■ **DANE ROBOCZE**:

════

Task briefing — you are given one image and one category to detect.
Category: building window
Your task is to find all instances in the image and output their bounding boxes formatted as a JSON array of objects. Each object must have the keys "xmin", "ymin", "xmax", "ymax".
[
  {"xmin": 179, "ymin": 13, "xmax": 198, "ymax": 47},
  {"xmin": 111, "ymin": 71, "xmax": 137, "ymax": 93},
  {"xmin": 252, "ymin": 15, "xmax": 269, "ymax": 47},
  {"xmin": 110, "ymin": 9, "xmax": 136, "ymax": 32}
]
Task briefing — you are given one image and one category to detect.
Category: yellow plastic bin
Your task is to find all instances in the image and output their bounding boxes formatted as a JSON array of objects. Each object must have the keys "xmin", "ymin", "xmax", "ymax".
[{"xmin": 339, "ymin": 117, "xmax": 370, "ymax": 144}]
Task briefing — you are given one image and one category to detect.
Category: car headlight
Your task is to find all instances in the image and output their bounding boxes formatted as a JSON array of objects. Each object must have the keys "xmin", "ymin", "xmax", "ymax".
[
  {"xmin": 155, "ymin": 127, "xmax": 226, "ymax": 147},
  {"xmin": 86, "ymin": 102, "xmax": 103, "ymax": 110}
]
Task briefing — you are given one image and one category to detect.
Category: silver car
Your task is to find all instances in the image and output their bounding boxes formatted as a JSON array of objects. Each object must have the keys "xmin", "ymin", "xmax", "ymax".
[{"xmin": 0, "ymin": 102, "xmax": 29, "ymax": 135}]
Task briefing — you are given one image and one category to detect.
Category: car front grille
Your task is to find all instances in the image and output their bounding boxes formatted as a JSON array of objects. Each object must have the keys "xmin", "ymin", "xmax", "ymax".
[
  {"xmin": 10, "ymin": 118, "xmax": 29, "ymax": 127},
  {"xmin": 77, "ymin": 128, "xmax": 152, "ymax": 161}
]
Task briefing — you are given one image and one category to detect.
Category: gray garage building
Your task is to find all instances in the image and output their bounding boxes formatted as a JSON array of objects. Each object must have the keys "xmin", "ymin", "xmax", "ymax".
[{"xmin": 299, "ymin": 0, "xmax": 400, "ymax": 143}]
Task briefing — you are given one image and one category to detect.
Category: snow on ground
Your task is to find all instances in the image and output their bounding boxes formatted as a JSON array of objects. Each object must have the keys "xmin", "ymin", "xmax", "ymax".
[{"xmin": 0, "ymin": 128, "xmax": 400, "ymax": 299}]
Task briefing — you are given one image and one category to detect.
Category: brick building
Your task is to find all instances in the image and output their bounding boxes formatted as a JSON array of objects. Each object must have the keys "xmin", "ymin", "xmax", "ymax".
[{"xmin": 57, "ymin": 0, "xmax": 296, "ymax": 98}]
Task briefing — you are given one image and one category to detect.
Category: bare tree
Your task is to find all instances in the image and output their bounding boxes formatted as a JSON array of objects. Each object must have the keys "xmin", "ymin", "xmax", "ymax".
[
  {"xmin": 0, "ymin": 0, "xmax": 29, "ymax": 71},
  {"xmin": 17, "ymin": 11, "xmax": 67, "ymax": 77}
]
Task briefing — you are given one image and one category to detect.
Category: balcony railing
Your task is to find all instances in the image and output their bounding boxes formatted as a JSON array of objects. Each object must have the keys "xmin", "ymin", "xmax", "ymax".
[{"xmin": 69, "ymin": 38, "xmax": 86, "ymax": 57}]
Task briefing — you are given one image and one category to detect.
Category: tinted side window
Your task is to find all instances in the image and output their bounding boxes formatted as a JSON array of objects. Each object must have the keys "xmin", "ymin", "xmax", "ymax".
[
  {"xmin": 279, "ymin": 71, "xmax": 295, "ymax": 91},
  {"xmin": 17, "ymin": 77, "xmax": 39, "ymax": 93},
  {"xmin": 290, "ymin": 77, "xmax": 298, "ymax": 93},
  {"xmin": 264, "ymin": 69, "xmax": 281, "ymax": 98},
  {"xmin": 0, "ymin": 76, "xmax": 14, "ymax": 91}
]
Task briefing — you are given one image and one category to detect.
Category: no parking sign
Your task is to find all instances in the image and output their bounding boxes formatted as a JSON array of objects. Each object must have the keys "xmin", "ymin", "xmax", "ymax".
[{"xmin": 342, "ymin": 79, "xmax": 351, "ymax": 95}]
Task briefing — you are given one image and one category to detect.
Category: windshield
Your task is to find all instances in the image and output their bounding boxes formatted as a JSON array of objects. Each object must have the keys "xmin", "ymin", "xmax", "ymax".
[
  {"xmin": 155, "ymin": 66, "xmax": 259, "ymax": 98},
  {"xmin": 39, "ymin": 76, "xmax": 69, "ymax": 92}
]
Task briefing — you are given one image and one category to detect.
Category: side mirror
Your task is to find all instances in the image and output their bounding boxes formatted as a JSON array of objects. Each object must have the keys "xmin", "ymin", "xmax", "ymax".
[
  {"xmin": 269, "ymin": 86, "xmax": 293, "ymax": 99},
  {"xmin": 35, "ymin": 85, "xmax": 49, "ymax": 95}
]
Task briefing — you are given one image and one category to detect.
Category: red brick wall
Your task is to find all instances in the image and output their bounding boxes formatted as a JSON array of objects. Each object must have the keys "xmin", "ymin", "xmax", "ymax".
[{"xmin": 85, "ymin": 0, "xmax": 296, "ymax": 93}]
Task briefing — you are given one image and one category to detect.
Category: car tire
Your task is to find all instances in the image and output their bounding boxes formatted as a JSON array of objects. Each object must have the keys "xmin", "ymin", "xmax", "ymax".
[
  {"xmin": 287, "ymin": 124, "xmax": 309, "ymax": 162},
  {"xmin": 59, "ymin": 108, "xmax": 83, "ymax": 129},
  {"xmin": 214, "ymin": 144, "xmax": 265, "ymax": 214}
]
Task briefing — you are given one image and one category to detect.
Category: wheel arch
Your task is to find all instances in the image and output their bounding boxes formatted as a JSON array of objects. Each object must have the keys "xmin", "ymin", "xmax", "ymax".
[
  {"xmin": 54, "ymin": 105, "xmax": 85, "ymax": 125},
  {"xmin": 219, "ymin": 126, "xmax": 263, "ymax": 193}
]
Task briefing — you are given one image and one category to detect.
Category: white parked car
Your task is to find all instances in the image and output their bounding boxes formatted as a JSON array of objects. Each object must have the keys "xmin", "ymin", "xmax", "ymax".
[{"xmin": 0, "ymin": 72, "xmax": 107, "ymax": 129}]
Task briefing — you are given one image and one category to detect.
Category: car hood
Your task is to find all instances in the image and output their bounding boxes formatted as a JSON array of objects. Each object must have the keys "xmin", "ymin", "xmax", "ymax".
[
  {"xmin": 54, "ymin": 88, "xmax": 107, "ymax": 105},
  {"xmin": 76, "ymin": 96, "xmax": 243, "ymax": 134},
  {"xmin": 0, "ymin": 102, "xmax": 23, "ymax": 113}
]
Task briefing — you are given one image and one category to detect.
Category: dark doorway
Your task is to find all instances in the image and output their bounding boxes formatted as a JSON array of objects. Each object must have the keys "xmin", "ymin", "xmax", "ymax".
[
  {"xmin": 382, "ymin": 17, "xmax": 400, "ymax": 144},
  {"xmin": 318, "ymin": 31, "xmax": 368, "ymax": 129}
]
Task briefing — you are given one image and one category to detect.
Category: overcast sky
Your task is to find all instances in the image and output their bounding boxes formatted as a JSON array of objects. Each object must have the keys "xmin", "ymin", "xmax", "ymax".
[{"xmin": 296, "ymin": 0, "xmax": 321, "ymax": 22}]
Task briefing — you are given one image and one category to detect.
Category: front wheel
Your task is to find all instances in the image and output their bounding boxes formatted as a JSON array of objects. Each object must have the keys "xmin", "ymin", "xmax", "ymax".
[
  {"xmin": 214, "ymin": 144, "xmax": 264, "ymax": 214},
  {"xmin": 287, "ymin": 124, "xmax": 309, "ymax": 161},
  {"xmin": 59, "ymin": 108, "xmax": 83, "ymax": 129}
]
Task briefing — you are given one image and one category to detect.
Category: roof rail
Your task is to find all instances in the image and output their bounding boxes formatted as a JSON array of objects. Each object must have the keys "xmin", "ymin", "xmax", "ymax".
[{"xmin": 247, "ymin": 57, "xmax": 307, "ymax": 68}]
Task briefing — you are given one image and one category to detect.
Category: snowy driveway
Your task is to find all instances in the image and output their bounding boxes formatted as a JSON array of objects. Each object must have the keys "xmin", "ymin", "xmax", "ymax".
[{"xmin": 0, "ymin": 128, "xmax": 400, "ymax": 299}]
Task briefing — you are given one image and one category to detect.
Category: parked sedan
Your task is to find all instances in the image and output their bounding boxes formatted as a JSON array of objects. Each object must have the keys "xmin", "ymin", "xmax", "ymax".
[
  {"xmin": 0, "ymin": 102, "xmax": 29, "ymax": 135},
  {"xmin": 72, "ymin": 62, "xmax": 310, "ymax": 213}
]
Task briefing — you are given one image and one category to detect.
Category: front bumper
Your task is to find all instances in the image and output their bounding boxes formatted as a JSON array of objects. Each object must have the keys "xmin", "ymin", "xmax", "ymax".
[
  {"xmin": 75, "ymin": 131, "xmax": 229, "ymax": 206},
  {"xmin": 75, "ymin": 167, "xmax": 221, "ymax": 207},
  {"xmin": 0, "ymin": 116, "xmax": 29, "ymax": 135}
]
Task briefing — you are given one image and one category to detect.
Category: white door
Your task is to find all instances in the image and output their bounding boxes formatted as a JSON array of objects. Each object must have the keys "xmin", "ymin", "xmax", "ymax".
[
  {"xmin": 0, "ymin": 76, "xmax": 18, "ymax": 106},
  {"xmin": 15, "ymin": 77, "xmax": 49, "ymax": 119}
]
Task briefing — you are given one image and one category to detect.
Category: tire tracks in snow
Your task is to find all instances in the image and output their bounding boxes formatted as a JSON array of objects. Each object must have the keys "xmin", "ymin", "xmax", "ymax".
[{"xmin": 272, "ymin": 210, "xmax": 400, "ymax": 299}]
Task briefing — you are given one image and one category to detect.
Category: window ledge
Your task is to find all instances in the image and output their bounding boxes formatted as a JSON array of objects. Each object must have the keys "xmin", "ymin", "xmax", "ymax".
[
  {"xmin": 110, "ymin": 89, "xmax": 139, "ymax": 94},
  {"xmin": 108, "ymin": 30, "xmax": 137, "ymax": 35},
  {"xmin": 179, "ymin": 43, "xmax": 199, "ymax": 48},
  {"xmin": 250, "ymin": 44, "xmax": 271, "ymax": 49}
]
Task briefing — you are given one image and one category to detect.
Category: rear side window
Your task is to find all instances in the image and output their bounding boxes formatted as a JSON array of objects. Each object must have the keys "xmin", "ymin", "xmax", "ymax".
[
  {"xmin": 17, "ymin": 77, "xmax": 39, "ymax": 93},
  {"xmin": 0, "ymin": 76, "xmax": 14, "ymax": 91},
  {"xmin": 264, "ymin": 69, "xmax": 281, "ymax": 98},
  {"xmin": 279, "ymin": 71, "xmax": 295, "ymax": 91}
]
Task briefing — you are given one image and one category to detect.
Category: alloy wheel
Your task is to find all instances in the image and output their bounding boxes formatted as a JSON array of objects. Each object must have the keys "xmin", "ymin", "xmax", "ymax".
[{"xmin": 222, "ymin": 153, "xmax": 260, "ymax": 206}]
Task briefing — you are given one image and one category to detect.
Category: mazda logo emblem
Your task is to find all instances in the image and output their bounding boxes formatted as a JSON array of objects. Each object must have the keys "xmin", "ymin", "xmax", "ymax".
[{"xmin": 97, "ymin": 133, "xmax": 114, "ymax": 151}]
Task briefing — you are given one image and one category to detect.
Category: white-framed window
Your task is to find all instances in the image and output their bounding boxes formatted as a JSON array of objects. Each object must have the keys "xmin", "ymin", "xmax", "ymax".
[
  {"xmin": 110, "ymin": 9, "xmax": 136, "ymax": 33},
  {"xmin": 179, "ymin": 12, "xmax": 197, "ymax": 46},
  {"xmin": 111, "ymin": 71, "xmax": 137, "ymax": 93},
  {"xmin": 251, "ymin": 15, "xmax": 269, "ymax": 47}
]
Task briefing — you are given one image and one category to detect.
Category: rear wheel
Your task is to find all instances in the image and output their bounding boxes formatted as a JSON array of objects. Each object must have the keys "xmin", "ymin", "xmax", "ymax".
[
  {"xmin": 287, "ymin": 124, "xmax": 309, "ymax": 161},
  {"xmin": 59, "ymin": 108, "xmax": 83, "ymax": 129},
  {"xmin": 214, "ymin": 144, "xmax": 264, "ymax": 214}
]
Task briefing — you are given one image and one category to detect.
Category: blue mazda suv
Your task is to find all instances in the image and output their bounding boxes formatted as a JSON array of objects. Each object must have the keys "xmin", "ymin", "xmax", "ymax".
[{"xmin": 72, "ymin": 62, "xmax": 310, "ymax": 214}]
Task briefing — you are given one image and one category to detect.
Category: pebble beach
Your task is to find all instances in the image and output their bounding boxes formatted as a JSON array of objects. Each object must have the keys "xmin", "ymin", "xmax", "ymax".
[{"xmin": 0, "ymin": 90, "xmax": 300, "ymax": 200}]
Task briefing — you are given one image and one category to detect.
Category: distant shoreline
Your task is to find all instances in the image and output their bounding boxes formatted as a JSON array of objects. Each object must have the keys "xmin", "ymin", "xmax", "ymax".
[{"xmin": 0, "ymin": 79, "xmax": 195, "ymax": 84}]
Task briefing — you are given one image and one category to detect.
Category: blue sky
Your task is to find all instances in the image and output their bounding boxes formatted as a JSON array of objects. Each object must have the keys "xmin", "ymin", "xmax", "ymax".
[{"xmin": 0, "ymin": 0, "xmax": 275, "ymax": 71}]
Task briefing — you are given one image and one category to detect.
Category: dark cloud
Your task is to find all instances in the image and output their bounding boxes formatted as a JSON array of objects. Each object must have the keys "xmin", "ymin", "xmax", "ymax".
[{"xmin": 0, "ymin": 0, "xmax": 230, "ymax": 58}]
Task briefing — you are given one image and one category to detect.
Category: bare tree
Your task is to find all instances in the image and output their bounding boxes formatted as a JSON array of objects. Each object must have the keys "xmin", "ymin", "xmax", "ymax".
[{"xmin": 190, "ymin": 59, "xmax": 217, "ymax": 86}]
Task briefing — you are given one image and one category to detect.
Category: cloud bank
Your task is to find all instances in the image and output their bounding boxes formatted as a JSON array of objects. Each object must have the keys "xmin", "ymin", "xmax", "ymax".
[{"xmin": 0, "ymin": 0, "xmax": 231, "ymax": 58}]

════

■ **OPIS ZADANIA**:
Proszę przepisać wszystko od początku rekordów aż do wiersza zawierającego „Category: building window”, zamieniając „window” na „door” i nie zmieniając niczego więcej.

■ **ROZWIĄZANIE ZADANIA**:
Task briefing — you are given one image and one category to detect.
Category: building door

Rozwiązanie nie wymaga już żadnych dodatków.